**Input records:**
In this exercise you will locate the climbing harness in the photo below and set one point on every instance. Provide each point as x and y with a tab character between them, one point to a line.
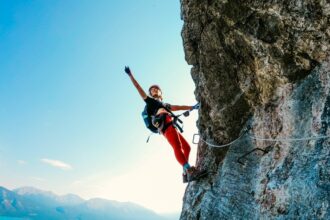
177	122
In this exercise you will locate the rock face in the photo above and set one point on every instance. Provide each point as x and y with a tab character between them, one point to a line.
262	72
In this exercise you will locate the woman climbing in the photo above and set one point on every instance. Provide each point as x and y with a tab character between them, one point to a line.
163	121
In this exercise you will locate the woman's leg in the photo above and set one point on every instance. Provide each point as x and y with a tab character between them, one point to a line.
185	146
173	138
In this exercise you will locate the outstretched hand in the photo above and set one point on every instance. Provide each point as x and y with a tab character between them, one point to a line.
128	71
195	106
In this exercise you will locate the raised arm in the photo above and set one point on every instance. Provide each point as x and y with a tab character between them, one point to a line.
180	107
135	83
184	107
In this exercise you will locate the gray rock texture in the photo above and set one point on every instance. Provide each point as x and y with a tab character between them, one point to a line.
262	72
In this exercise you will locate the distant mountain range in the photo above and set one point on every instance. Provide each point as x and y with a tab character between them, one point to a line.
32	203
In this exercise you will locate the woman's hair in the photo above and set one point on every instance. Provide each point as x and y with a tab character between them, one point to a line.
154	86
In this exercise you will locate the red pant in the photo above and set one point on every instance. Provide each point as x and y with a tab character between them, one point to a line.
179	144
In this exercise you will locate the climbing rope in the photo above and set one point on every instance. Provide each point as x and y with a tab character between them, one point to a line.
289	139
260	139
223	145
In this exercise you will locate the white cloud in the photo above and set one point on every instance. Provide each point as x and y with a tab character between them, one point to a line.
57	164
21	162
39	179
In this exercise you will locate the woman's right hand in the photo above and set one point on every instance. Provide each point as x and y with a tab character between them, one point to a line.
128	71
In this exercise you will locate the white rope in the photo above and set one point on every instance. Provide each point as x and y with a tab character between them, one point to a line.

**To do:**
Output all of the data above exactly; no pictures should appear.

**Response for this exercise:**
In this exercise you will locate the climbing harness in the photo below and set one point on every instance. Provide each point as x and y with a tab character between them, one point to a line.
177	122
In this exercise you will locate the rock face in the photo above and set one point on every instance. Provide each point as x and y with a tab character between them, one point to a line.
262	72
In this exercise you will locate the woman climbing in the photo above and set one point on every instance. Provide each point as x and y with a tab character between them, one point to a line.
163	121
In this exercise you will locate the woman's leg in the photo above and set one point on every instance. Provide each point as x and y with a tab character between them, one point to a line.
185	146
173	138
In this exercise you will locate the outstretched hand in the photo above and set one point on every instance. Provide each point as x and y with a tab character between them, one point to a line.
128	71
195	106
In this exercise you will locate the raised arm in the photo above and set one point on every instance. Provide each point as x and y with a tab character between them, one point to a line.
180	107
135	83
184	107
In this exercise you will locate the gray rock texture in the photo above and set one point on every instance. Provide each point as x and y with a tab character between them, one point to a line.
262	72
In this exercise you will locate the distant mountain range in the photo above and set one point on every instance. Provide each point as x and y with a tab character between them, one point to a line.
32	203
In this exercise you will locate the woman's hair in the photo above and set one point on every instance. Provide each point as x and y with a tab character between them, one point to a line.
154	86
In this exercise you will locate the red pant in the photo above and set one point on every instance. Provide each point as x and y with a tab character between them, one point to a line.
179	144
In this exercise you will locate the climbing rope in the photo above and set one point on every instance. Provide each point as x and y with a tab character between them, one point to a line.
289	139
260	139
223	145
In this exercise you will locate the white cloud in the photo above and set one point on every instance. Provide each point as x and y with a tab character between them, one point to a line.
57	164
21	162
39	179
In this exercise you will locate the woman's right hand in the photo above and set one point on every instance. Provide each point as x and y with a tab character between them, one point to a line.
128	71
In this exercise you will locate the white rope in the photo above and set one point on every instance. Provide each point as x and y with a tab character between them, one point to a line.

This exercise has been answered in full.